▶ [Task details]
An exact copy of all the data, minus the images, is required.

▶ [Task data]
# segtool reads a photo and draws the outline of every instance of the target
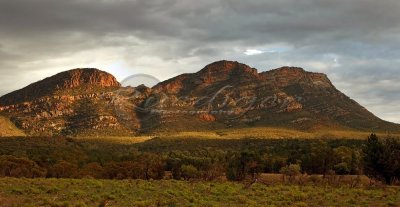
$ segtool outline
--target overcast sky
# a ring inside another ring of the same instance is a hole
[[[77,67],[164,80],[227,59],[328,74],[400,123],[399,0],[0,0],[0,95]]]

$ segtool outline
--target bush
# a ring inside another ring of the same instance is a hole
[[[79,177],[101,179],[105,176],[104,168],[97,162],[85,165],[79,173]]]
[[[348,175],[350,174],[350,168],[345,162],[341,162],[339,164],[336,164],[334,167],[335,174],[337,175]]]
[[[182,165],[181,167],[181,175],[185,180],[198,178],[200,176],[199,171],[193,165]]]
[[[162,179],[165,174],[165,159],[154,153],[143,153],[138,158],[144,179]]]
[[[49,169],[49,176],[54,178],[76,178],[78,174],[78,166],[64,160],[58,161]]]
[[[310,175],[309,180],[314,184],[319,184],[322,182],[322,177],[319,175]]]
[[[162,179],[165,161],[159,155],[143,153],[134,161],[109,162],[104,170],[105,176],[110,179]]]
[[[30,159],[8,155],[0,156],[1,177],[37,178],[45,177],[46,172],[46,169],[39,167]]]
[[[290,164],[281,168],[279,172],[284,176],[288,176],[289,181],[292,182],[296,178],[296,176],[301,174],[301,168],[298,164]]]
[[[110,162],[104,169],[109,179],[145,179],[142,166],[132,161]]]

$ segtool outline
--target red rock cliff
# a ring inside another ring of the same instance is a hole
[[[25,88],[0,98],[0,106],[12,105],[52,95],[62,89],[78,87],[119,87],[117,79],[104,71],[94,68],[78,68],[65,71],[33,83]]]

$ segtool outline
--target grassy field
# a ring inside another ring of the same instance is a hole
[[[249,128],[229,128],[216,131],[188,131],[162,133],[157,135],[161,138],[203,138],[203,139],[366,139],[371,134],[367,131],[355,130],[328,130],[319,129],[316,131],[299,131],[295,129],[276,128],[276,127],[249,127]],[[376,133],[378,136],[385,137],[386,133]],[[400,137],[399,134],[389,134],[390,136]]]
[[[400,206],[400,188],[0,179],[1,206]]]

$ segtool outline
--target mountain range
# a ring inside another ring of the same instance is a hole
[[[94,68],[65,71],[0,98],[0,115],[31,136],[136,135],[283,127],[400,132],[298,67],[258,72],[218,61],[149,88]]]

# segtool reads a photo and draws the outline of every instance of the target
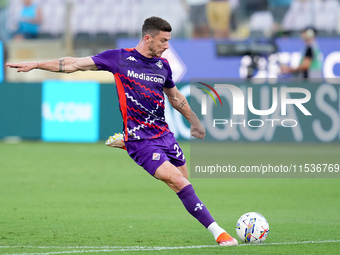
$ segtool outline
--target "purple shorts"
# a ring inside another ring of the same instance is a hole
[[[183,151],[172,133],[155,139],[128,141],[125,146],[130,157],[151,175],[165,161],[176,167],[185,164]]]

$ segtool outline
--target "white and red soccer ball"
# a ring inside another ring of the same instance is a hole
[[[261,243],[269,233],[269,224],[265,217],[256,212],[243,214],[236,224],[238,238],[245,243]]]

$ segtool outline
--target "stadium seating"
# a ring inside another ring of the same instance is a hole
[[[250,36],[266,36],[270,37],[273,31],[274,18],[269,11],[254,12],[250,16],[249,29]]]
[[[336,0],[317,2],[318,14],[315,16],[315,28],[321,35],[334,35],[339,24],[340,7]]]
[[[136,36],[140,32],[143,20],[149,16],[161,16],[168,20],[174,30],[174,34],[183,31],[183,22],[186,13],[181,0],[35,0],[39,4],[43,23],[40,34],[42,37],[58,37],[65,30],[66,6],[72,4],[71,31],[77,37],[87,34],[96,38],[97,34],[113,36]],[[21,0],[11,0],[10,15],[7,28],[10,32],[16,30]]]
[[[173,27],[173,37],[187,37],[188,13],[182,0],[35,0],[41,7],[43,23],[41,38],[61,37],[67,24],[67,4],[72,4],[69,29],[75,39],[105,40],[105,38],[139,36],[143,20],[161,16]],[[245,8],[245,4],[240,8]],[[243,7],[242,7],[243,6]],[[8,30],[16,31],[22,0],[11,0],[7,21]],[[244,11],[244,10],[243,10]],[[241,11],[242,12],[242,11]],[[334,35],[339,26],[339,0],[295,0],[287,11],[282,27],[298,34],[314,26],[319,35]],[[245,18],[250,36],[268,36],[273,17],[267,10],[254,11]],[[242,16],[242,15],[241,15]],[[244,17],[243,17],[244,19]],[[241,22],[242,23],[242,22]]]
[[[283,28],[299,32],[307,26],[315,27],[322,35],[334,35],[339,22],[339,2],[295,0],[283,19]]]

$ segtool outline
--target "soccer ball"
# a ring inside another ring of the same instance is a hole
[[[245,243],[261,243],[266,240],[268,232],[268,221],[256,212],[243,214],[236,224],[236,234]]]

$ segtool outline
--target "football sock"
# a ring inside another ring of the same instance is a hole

▶ [Final answer]
# segtool reads a photo and draws the outline of every instance of the target
$ segtool outline
--target overcast sky
# a ring inside another ring of the same instance is a hole
[[[77,67],[164,80],[227,59],[328,74],[400,123],[399,0],[0,0],[0,95]]]

$ segtool outline
--target bush
# a ring inside another ring of the same instance is a hole
[[[79,177],[101,179],[105,176],[104,168],[97,162],[85,165],[79,173]]]
[[[348,175],[350,174],[350,168],[345,162],[341,162],[339,164],[336,164],[334,167],[335,174],[337,175]]]
[[[182,165],[181,167],[181,175],[185,180],[198,178],[200,176],[199,171],[193,165]]]
[[[162,179],[165,174],[165,159],[154,153],[143,153],[138,158],[144,179]]]
[[[49,169],[49,176],[54,178],[76,178],[78,174],[78,166],[64,160],[58,161]]]
[[[310,175],[309,180],[314,184],[319,184],[322,182],[322,177],[319,175]]]
[[[162,179],[165,161],[159,155],[143,153],[134,161],[109,162],[104,170],[105,176],[110,179]]]
[[[30,159],[8,155],[0,156],[1,177],[37,178],[45,177],[46,172],[46,169],[39,167]]]
[[[290,164],[281,168],[279,172],[284,176],[288,176],[289,181],[292,182],[296,178],[296,176],[301,174],[301,168],[298,164]]]
[[[110,162],[104,169],[109,179],[145,179],[142,166],[132,161]]]

$ segtool outline
--target red rock cliff
# a ring inside another ring of the same instance is a hole
[[[25,88],[0,98],[0,106],[12,105],[52,95],[62,89],[78,87],[119,87],[117,79],[104,71],[94,68],[78,68],[65,71],[33,83]]]

$ segtool outline
--target grassy field
# a ring inside another ring of the same instance is a hole
[[[249,128],[229,128],[216,131],[188,131],[162,133],[157,135],[161,138],[203,138],[203,139],[366,139],[371,134],[367,131],[355,130],[328,130],[319,129],[316,131],[299,131],[295,129],[276,128],[276,127],[249,127]],[[376,133],[378,136],[385,137],[386,133]],[[400,137],[399,134],[389,134],[390,136]]]
[[[400,206],[400,188],[0,179],[1,206]]]

$ segtool outline
--target mountain range
# a ring inside another ring of the same instance is a hole
[[[94,68],[65,71],[0,98],[0,115],[31,136],[136,135],[283,127],[400,132],[298,67],[258,72],[218,61],[149,88]]]

# segtool reads a photo and draws the outline of every instance of the target
$ segtool outline
--target "purple shorts"
# a ring inside another ring of the same instance is a hole
[[[183,151],[172,133],[155,139],[128,141],[125,146],[130,157],[151,175],[165,161],[176,167],[185,164]]]

$ segtool outline
--target "white and red soccer ball"
# a ring inside another ring of the same instance is a hole
[[[261,243],[269,233],[269,224],[265,217],[256,212],[243,214],[236,224],[238,238],[245,243]]]

$ segtool outline
--target "stadium seating"
# a ring inside another ring of the same instance is a hole
[[[250,36],[266,36],[270,37],[273,31],[274,18],[269,11],[254,12],[250,16],[249,29]]]
[[[336,0],[317,2],[318,14],[315,16],[315,28],[321,35],[334,35],[339,24],[340,7]]]
[[[136,36],[140,32],[143,20],[149,16],[161,16],[168,20],[174,30],[174,34],[183,31],[183,22],[186,13],[181,0],[35,0],[39,4],[43,23],[40,34],[42,37],[58,37],[65,30],[66,6],[72,4],[71,31],[77,37],[87,34],[96,38],[97,34],[113,36]],[[21,0],[11,0],[10,15],[7,28],[10,32],[16,30]]]
[[[173,27],[173,37],[187,37],[188,13],[182,0],[35,0],[41,7],[43,23],[41,38],[61,37],[67,24],[67,4],[72,4],[69,29],[75,39],[105,40],[105,38],[139,36],[143,20],[161,16]],[[245,8],[245,4],[240,8]],[[243,7],[242,7],[243,6]],[[8,30],[16,31],[22,0],[11,0],[7,21]],[[244,11],[244,10],[243,10]],[[241,11],[242,12],[242,11]],[[334,35],[339,26],[339,0],[295,0],[287,11],[282,27],[298,34],[314,26],[319,35]],[[245,18],[250,36],[268,36],[273,17],[267,10],[254,11]],[[242,16],[242,15],[241,15]],[[244,17],[243,17],[244,19]],[[241,22],[242,23],[242,22]]]
[[[283,28],[299,32],[307,26],[315,27],[322,35],[334,35],[339,22],[339,2],[295,0],[283,19]]]

$ segtool outline
--target "soccer ball"
# a ring inside another ring of the same instance is a hole
[[[245,243],[261,243],[266,240],[268,232],[268,221],[256,212],[243,214],[236,224],[236,234]]]

$ segtool outline
--target "football sock"
# a ring inside another ring of the same instance is a hole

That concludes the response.